__TAREFAS A CUMPRIR__:
[a] Indique se cada afirmação a seguir está de acordo com o texto sobre o filme Amor Maldito, respondendo sim ou não e citando literalmente as palavras do texto que decidem a resposta: (i) Dona Flor e seus Dois Maridos atingiu 11 milhões de espectadores; (ii) em 1980, o market share dos filmes brasileiros foi de 50%; (iii) no filme, o pai da miss é um pastor evangélico.
[b] Dê continuidade ao texto sobre o filme Amor Maldito, começando logo depois da última frase apresentada.

__TEXTO APRESENTADO__:

┄┄┄┄┄┄┄┄┄┄┄┄┄┄┄┄┄┄┄┄

Em 1984, o cinema brasileiro já tinha se profissionalizado e industrializado, tinha apresentado as chanchadas, o Cinema Novo, as pornochanchadas, o Cinema Marginal. A nossa cinematografia tinha vencido o Festival de Cannes, criado a Embrafilme, desenvolvido um star system, popularizado o cinema lúdico de Mazzaropi, o cinema infantil dos Trapalhões, atingido 11 milhões de espectadores com Dona Flor e seus Dois Maridos (1976). O circuito exibidor já tinha atingido o marco de 3200 complexos pelo país, enquanto a produção nacional havia chegado ao marco de 103 filmes produzidos apenas em 1980, com um market share (proporção de ingressos brasileiros vendidos em relação aos filmes estrangeiros) excepcional de 35%. Mesmo assim, até o dia 13 de agosto de 1984, o cinema brasileiro não havia lançado comercialmente nenhuma produção dirigida por uma mulher negra – até a chegada de Amor Maldito, de Adélia Sampaio.

 

Adélia Sampaio

 

O filme representa um marco importante por diversos fatores. Primeiro, porque não constitui um projeto consensual, sobre temas palatáveis em busca do maior público possível. O drama se inicia com o suicídio de uma miss (interpretada por Wilma Dias) e segue com um tenso embate nos tribunais, quando Fernanda (Monique Lafond) é acusada de crime pelo relacionamento homossexual com a vítima. Os pais da garota morta são “terrivelmente evangélicos”, do tipo que grita “Satanás!” ao se deparar com qualquer comportamento desconhecido. O pai, um pastor evangélico, espanca a filha com uma Bíblia. A produção discute de modo frontal a homossexualidade, o preconceito, a hipocrisia religiosa, o viés conservador e punitivista da justiça. Embora não haja dúvidas quanto ao suicídio de Sueli, Fernanda é acusada não exatamente pela morte da esposa, e sim por ser lésbica. O tribunal instaurado julga, simbolicamente, a legitimidade de um relacionamento entre pessoas do mesmo sexo.

┄┄┄┄┄┄┄┄┄┄┄┄┄┄┄┄┄┄┄┄

__DADOS FORNECIDOS__:

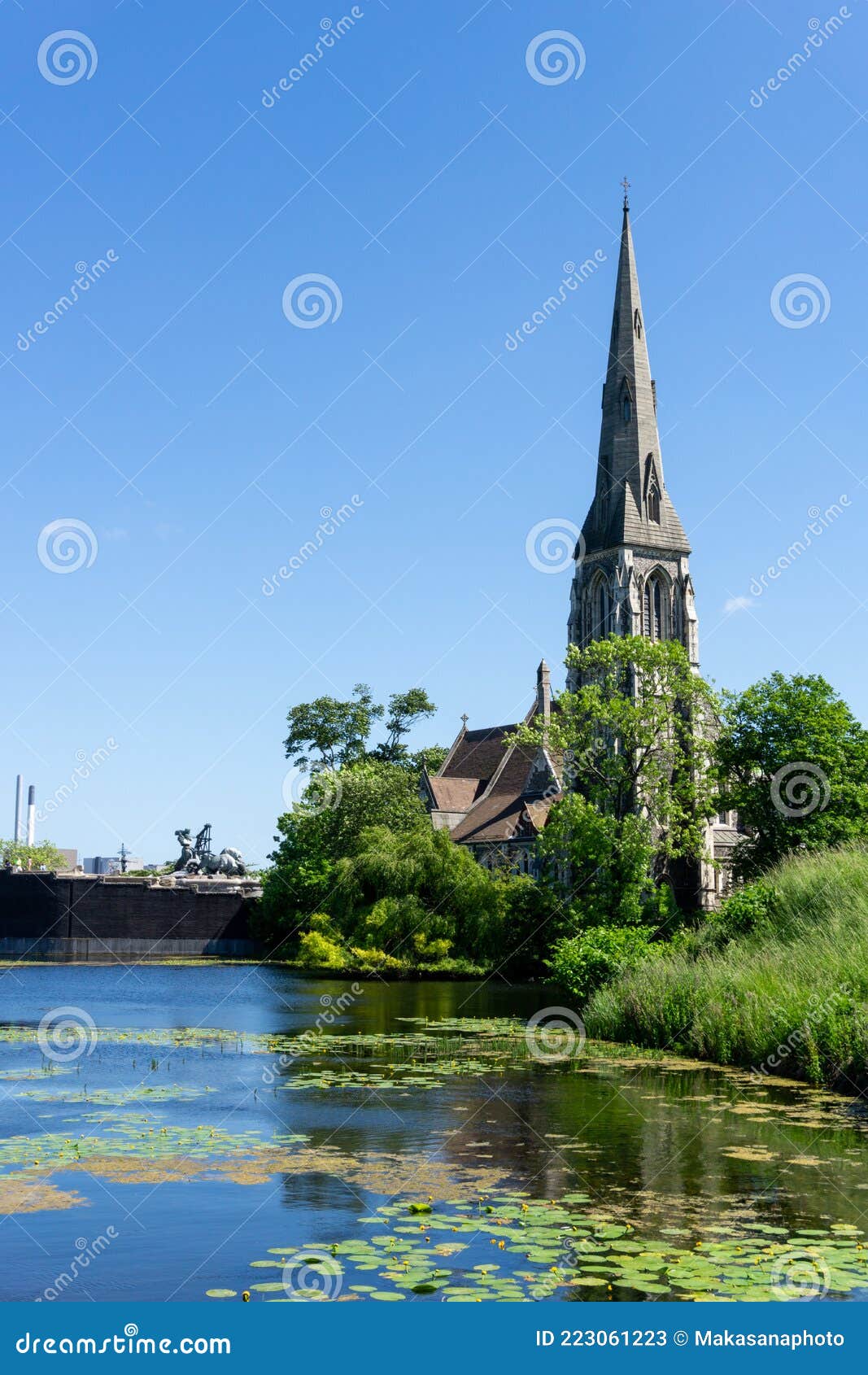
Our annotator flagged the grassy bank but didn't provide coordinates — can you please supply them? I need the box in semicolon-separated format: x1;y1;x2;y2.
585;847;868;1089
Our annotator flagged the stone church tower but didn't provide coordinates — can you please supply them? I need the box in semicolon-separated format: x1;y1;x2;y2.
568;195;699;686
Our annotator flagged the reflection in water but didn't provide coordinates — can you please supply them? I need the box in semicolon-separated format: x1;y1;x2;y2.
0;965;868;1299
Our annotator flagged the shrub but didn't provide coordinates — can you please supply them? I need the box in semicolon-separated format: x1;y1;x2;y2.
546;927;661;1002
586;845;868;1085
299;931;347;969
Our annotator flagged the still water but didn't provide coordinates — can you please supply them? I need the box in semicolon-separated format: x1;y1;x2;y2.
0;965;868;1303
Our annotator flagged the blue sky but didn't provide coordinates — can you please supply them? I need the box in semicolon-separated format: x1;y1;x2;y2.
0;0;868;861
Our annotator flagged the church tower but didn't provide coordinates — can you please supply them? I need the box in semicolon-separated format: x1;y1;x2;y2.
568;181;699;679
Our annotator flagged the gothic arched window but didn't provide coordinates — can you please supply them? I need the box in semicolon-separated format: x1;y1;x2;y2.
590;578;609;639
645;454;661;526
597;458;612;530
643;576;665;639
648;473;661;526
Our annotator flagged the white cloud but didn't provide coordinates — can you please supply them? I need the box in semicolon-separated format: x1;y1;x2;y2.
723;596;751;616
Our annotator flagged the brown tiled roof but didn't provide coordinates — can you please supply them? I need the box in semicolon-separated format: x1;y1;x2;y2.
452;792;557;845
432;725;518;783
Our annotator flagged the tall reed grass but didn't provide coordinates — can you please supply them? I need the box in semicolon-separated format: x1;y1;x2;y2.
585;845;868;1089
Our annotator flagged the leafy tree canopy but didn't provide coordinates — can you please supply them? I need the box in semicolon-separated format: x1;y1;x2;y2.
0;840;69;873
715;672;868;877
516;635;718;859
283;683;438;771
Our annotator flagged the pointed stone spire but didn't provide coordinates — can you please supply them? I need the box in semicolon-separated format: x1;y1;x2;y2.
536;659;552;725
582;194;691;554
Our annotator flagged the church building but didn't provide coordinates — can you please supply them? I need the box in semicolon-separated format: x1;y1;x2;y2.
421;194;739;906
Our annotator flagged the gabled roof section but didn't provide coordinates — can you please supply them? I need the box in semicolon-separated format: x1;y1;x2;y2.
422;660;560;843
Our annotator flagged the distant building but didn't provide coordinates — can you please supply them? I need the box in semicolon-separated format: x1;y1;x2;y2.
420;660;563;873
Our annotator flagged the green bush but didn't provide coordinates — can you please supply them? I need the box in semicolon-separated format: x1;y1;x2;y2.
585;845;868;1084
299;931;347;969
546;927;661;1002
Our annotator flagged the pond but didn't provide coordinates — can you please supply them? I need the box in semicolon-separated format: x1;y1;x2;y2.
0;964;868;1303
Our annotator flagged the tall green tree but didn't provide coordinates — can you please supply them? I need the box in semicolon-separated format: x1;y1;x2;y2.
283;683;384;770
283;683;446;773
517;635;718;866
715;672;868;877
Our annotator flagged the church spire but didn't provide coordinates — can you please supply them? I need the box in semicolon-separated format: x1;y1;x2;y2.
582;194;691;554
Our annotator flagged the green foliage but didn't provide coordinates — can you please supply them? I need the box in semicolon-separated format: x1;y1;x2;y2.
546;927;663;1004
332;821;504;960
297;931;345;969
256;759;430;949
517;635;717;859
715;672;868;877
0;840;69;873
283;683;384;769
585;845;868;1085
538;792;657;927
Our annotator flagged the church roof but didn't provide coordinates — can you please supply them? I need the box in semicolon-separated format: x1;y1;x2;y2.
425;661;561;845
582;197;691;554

┄┄┄┄┄┄┄┄┄┄┄┄┄┄┄┄┄┄┄┄

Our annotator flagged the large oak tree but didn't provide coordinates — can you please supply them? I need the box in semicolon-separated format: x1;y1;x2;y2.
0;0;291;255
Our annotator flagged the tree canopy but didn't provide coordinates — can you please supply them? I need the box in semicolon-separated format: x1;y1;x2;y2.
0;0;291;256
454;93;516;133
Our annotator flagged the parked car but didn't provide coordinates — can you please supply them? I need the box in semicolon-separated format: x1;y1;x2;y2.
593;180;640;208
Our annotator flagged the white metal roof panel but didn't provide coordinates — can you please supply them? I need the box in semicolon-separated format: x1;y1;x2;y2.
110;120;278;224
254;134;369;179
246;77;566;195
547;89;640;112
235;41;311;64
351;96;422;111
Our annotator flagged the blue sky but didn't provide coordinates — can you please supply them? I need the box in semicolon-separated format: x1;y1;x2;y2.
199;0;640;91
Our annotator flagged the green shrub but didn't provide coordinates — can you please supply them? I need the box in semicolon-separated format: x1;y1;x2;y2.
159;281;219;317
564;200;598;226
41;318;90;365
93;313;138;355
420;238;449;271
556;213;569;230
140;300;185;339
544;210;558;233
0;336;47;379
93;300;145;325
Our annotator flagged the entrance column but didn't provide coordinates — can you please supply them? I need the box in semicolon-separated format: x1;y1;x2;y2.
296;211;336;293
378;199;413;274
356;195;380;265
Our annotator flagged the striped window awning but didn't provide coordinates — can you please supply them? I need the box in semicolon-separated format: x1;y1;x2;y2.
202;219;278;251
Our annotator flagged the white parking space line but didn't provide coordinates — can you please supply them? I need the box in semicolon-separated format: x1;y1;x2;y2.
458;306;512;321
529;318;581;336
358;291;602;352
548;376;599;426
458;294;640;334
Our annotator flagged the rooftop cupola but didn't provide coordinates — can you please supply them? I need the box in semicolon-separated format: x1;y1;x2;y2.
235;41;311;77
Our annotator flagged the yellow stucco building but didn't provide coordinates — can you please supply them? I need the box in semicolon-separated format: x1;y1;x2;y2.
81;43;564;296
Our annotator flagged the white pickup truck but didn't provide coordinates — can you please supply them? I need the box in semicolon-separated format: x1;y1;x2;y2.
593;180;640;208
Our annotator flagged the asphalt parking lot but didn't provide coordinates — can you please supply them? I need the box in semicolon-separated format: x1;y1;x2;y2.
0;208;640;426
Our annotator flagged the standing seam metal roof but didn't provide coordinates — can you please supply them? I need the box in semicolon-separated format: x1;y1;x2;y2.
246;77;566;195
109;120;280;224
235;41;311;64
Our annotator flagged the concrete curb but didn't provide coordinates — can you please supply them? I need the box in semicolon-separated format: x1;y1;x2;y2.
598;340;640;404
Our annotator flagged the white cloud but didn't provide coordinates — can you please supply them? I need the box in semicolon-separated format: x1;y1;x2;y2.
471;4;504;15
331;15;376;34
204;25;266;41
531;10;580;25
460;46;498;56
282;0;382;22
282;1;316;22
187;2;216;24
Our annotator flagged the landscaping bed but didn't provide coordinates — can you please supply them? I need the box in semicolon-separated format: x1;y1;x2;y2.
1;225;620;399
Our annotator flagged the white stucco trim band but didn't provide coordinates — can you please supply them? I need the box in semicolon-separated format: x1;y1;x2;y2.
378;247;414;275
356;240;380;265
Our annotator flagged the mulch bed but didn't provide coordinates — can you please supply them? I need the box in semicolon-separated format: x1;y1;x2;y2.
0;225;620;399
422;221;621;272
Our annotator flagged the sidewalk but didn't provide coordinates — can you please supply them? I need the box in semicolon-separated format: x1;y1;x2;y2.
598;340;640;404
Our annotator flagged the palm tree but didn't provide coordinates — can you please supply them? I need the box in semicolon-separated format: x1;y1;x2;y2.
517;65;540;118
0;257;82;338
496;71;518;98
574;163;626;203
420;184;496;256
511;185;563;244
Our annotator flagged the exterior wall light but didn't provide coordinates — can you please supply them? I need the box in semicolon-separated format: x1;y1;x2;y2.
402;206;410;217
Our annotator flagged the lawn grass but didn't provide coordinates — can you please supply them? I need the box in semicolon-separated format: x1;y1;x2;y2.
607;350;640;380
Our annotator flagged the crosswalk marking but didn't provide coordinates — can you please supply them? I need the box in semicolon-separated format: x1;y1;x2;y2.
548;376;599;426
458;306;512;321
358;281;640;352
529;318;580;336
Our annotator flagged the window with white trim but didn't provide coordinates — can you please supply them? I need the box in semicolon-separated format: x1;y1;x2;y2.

┄┄┄┄┄┄┄┄┄┄┄┄┄┄┄┄┄┄┄┄

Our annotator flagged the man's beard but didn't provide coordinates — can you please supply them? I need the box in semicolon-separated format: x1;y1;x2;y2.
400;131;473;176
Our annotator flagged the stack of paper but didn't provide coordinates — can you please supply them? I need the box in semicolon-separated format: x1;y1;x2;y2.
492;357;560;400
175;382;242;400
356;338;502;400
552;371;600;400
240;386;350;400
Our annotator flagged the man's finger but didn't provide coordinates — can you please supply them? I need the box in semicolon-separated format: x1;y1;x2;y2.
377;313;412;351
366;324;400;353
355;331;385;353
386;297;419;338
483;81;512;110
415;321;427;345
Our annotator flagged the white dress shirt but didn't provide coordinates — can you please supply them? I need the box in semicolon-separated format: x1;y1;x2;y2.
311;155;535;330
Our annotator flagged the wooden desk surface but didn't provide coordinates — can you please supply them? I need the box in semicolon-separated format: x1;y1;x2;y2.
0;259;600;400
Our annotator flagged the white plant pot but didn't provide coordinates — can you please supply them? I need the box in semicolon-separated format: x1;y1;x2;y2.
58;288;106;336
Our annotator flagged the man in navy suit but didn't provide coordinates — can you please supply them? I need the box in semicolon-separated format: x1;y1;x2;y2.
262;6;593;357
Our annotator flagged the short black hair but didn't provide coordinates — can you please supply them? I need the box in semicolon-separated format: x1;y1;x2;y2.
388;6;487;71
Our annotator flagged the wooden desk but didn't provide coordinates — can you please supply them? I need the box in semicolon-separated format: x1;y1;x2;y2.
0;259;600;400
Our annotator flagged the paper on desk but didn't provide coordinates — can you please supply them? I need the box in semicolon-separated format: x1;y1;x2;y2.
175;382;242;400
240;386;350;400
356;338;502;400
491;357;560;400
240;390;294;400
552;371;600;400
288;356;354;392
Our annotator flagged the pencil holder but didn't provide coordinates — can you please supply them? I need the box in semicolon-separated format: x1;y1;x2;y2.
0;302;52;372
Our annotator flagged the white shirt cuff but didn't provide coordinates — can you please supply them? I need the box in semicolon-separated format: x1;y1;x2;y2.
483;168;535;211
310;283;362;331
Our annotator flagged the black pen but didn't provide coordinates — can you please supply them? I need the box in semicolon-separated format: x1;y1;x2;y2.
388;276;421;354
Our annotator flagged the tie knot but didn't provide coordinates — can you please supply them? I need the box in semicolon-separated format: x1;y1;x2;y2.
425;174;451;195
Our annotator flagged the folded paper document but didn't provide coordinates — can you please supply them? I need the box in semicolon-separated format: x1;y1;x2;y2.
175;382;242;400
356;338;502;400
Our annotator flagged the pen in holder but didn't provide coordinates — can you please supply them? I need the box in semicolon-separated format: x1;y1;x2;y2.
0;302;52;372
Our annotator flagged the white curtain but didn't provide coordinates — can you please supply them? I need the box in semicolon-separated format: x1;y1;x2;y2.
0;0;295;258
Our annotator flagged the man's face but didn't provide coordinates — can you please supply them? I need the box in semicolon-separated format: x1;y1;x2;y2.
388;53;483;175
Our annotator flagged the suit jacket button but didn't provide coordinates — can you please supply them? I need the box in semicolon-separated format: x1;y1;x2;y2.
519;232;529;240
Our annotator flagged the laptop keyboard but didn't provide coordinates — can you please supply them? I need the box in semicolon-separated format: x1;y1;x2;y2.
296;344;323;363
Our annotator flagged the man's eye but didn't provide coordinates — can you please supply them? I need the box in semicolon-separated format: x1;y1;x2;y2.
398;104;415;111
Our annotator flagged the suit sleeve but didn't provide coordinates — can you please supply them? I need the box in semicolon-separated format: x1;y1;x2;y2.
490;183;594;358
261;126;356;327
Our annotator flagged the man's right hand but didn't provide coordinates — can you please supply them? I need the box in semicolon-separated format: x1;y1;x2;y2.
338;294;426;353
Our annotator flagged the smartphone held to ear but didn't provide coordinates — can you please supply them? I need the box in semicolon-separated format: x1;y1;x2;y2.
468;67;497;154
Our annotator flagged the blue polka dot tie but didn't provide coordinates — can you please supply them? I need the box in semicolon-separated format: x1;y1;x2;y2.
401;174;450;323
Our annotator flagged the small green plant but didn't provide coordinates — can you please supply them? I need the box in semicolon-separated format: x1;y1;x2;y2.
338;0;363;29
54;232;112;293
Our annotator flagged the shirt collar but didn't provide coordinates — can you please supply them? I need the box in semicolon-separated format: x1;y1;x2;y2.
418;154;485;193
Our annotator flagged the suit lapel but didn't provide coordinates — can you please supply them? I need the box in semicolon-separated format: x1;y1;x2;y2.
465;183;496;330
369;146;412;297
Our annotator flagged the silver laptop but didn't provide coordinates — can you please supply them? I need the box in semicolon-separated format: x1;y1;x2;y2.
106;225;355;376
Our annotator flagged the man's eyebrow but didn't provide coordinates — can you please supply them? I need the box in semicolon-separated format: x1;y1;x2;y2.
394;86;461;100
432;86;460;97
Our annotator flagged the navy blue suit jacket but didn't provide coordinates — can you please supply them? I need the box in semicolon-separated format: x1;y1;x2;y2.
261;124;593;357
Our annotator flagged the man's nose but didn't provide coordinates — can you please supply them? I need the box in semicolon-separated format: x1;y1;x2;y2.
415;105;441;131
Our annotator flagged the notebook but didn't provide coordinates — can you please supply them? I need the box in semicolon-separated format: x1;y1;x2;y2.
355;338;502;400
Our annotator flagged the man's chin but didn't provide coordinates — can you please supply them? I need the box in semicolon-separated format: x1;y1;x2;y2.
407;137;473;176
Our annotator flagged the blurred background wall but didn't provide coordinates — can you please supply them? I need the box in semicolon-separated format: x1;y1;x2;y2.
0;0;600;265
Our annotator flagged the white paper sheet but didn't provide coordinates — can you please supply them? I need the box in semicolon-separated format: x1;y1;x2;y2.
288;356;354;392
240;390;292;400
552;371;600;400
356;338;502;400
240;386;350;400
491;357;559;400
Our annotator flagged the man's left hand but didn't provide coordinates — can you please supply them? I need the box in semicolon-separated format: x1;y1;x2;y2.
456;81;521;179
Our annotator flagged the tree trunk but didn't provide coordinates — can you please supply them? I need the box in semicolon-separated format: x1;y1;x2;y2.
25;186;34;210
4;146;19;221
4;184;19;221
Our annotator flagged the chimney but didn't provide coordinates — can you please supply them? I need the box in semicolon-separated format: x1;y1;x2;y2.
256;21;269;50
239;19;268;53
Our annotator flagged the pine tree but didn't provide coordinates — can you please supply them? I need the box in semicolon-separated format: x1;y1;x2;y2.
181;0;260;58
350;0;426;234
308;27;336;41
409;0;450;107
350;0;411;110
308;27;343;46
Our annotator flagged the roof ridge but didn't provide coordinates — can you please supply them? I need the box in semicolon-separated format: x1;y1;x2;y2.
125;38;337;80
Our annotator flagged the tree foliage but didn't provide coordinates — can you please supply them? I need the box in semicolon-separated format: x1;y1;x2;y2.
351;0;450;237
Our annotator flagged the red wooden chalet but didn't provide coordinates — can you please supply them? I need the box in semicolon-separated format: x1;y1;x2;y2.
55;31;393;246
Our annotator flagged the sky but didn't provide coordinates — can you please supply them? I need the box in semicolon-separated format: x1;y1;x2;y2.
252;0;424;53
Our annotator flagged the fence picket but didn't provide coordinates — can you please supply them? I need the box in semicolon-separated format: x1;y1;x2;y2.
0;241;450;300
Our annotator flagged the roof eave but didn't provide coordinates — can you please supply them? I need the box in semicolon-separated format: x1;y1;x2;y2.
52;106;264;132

┄┄┄┄┄┄┄┄┄┄┄┄┄┄┄┄┄┄┄┄

__EXERCÍCIOS RESOLVIDOS__:
[a]
(i) Sim: "atingido 11 milhões de espectadores com Dona Flor e seus Dois Maridos (1976)".
(ii) Não: "com um market share (proporção de ingressos brasileiros vendidos em relação aos filmes estrangeiros) excepcional de 35%".
(iii) Sim: "O pai, um pastor evangélico, espanca a filha com uma Bíblia."

[b]
Isso significa que a primeira diretora negra do cinema brasileiro também ousou propor uma obra de teor incendiário. O caminho até este projeto não surgiu por acaso: Sampaio já tinha experiência como distribuidora, produtora, continuísta, e participava de diversos projetos dirigidos pelos colegas homens e, na grande maioria, brancos. Quando buscou financiamento para Amor Maldito, recebeu respostas negativas, conforme afirmou em diversas entrevistas, por estimarem que “aquilo não era para ela”. O tema do projeto tampouco ajudava a arrecadação de fundos: quem aceitaria, nos anos 1980, patrocinar um filme sobre duas mulheres se beijando? A cineasta poderia então atenuar o tom da narrativa, meramente sugerir o romance entre Sueli e Fernanda, tentar passar pelas malhas do sistema discretamente. Diversos diretores cujos temas abordam a orientação sexual e a identidade de gênero apostaram num viés subentendido. Ora, o caminho adotado por Sampaio foi outro: fazer o filme “na marra”, em suas palavras, e do jeito que quisesse.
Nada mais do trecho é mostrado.